> _Problem_: Your task is to transcribe, without alteration, the lines from the top of the material below through the line bearing "pixel 526 596", inclusive.

> _Working data_:
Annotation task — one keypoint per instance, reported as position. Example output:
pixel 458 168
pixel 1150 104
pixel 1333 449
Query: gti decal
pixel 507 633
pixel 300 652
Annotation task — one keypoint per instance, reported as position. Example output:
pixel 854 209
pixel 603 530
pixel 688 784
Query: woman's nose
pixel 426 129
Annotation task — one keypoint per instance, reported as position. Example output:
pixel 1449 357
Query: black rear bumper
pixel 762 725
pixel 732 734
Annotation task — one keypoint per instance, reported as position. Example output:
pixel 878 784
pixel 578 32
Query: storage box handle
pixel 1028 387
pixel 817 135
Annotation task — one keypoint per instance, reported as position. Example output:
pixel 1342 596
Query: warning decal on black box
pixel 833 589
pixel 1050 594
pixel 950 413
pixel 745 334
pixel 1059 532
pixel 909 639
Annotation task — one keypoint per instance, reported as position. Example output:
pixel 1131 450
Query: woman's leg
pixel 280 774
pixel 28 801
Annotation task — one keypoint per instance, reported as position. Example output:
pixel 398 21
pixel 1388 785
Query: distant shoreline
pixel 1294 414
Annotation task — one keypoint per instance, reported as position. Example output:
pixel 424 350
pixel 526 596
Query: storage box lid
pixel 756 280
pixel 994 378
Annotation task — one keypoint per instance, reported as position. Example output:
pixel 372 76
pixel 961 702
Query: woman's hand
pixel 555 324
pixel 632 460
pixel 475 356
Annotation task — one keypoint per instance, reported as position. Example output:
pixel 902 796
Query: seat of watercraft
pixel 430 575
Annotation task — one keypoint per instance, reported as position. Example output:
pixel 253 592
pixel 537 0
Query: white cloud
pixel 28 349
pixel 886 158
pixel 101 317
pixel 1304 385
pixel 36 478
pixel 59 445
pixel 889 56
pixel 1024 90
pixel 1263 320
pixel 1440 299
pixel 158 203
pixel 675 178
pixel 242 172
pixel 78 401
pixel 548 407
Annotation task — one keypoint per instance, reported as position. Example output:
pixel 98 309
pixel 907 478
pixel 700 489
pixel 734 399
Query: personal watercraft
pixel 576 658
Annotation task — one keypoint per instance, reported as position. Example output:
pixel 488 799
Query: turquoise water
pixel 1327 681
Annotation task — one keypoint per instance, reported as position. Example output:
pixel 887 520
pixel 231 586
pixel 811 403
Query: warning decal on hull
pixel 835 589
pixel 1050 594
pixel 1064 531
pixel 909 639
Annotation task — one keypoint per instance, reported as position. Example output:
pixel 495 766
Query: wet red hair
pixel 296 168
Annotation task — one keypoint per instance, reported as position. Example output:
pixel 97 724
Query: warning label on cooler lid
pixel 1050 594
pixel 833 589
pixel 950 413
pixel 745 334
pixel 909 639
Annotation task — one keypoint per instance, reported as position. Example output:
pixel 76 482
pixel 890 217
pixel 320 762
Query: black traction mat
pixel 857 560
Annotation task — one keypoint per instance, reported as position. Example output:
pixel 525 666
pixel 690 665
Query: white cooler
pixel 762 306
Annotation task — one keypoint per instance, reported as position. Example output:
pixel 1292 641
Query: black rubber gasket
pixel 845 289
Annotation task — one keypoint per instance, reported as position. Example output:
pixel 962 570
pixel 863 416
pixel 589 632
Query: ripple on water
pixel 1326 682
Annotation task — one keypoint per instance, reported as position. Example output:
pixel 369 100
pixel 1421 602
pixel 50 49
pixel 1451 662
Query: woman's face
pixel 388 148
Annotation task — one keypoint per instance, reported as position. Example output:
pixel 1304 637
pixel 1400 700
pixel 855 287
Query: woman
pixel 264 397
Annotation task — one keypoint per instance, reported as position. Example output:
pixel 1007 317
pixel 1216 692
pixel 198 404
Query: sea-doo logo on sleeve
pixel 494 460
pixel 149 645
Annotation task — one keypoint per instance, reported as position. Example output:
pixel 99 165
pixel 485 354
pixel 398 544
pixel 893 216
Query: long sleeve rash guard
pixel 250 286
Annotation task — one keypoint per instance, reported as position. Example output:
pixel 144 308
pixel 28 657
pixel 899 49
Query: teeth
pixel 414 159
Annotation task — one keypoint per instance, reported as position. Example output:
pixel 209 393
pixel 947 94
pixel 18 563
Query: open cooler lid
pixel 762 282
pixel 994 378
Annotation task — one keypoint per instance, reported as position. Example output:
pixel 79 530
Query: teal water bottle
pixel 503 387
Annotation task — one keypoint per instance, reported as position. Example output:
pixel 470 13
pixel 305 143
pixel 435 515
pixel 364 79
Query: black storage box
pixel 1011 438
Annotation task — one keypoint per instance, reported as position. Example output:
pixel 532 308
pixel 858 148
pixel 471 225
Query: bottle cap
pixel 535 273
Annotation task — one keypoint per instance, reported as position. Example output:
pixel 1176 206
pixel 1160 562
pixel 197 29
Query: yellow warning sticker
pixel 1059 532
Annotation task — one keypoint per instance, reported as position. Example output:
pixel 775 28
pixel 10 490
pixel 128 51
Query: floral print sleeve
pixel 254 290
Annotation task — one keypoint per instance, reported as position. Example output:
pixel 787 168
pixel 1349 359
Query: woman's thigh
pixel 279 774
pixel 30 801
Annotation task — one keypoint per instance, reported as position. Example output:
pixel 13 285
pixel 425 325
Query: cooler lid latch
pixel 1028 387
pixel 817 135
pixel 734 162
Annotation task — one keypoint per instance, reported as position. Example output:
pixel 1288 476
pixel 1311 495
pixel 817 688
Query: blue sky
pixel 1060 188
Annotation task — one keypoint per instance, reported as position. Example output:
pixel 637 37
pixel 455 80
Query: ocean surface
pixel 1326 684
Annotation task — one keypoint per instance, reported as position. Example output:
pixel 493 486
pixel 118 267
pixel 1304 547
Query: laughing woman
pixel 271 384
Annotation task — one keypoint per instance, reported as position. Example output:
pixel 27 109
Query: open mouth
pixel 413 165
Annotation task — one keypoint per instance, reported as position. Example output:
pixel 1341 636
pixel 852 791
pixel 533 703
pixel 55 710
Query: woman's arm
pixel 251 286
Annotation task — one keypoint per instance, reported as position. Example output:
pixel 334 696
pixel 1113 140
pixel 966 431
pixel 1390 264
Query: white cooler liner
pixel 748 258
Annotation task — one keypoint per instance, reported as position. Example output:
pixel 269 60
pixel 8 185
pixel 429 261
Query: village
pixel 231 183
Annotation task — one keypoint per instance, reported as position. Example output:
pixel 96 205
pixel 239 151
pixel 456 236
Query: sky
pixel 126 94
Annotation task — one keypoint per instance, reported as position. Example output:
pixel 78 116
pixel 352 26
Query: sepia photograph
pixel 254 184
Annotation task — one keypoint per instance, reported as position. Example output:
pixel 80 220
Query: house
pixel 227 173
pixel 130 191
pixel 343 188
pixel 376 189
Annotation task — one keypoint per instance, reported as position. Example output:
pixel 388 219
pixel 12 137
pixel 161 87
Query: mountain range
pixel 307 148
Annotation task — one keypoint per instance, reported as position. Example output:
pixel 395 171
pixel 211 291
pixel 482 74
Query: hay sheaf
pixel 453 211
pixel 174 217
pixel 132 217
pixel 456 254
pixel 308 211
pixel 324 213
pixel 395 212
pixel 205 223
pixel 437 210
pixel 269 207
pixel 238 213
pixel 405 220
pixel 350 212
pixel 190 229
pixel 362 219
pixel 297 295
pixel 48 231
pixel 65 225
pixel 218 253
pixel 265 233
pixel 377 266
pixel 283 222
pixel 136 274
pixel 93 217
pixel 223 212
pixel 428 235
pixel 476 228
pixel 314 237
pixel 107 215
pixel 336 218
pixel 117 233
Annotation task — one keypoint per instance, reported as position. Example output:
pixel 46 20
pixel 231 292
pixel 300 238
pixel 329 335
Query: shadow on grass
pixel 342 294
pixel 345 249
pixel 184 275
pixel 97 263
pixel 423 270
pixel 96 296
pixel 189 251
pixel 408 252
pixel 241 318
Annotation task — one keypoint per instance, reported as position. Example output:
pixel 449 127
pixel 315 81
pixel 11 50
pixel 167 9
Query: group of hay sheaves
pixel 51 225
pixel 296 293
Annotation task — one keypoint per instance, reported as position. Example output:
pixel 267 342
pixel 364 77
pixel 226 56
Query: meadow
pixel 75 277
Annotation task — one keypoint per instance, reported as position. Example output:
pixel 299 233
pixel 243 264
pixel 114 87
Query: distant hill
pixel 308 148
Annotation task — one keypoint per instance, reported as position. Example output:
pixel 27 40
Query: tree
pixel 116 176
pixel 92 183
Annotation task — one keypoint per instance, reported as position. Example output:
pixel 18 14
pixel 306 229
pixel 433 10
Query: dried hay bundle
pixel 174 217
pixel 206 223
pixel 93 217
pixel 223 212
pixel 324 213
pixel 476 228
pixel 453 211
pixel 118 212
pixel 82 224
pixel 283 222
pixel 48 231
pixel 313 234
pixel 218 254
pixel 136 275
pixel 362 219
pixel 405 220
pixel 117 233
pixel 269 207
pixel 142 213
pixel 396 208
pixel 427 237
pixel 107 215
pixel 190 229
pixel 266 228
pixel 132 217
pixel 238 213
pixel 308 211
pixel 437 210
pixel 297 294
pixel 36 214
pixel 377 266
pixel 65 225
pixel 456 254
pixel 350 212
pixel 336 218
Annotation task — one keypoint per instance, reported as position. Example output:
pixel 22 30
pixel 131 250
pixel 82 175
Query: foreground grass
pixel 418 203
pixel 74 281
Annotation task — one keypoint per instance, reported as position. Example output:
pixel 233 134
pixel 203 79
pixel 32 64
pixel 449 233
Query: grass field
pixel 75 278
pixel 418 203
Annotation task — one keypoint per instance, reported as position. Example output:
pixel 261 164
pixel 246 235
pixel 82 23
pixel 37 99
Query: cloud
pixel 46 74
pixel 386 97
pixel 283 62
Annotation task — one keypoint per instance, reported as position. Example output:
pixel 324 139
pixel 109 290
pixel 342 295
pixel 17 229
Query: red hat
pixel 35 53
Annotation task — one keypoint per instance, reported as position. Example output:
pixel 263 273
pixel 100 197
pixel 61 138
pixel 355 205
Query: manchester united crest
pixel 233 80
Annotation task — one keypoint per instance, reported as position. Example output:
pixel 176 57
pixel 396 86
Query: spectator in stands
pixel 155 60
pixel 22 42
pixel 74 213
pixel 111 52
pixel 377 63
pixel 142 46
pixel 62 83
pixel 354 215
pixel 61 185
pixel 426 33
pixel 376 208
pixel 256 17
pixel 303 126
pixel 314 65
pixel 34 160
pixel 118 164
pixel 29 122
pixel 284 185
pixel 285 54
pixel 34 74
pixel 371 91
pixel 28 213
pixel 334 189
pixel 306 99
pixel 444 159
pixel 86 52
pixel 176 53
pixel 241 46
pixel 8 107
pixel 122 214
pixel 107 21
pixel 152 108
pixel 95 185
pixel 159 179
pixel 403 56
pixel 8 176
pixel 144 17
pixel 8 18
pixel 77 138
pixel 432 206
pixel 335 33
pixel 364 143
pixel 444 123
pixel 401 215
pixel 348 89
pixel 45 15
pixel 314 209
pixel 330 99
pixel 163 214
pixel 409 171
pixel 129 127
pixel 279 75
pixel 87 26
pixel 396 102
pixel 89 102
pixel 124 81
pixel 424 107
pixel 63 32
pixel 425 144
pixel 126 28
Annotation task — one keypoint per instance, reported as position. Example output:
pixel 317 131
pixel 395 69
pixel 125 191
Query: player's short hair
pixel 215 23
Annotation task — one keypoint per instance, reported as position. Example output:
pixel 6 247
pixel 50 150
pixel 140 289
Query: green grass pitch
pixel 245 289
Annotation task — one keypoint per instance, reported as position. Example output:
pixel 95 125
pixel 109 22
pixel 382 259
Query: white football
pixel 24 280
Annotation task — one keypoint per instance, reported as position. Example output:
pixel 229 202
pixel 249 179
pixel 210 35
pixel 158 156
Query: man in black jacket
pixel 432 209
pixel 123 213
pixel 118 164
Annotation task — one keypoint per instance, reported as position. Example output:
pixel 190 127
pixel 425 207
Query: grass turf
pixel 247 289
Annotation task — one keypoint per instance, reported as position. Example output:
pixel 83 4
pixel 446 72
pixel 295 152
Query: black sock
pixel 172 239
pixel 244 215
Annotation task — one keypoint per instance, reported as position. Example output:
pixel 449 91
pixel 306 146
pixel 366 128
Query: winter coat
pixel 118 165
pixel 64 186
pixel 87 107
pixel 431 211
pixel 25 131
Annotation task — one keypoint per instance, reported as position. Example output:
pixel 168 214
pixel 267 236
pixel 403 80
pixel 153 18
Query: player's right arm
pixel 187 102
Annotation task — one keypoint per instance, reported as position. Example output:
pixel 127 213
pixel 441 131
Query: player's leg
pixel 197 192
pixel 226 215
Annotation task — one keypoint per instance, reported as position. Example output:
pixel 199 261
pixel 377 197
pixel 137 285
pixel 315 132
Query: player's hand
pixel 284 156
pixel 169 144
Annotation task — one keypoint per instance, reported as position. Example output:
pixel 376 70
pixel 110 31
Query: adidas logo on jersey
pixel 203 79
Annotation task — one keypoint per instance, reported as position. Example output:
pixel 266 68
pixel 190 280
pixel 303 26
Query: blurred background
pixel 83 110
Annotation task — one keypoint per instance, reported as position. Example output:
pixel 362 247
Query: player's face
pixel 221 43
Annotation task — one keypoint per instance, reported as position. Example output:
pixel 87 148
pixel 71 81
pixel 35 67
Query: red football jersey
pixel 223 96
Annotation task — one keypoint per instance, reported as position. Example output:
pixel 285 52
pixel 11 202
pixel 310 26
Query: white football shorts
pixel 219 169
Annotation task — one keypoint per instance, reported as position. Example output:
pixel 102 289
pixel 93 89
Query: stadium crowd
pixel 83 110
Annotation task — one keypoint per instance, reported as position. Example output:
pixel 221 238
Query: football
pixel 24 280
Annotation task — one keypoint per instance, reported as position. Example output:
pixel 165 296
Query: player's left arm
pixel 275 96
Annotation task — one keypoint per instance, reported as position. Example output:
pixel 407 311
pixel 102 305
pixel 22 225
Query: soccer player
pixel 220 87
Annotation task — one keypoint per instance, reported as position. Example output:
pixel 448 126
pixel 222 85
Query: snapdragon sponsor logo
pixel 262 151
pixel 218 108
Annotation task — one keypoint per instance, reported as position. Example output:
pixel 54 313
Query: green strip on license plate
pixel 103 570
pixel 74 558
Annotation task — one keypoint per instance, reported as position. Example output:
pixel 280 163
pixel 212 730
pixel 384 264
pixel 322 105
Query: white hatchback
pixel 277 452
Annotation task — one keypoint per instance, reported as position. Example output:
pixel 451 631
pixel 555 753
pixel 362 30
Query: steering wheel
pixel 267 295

> _Reply to the task_:
Annotation task — one keypoint per instance, reported as position. Example output:
pixel 458 168
pixel 1150 104
pixel 1333 449
Query: gti decal
pixel 507 633
pixel 300 652
Annotation task — one keypoint per instance, reported as position. Example output:
pixel 854 209
pixel 603 530
pixel 688 784
Query: woman's nose
pixel 426 129
Annotation task — one keypoint per instance, reported as position. Example output:
pixel 1449 357
Query: black rear bumper
pixel 762 725
pixel 732 734
Annotation task — one keypoint per instance, reported as position. Example output:
pixel 878 784
pixel 578 32
Query: storage box handle
pixel 1028 387
pixel 817 135
Annotation task — one keypoint per instance, reported as position. Example output:
pixel 1342 596
Query: warning decal on black box
pixel 833 589
pixel 1050 594
pixel 950 413
pixel 745 334
pixel 1059 532
pixel 909 639
Annotation task — one keypoint per instance, reported as position. Example output:
pixel 1131 450
Query: woman's leg
pixel 280 774
pixel 28 801
Annotation task — one keypoint per instance, reported as position. Example output:
pixel 398 21
pixel 1388 785
Query: distant shoreline
pixel 1294 414
Annotation task — one keypoint per instance, reported as position. Example output:
pixel 424 350
pixel 526 596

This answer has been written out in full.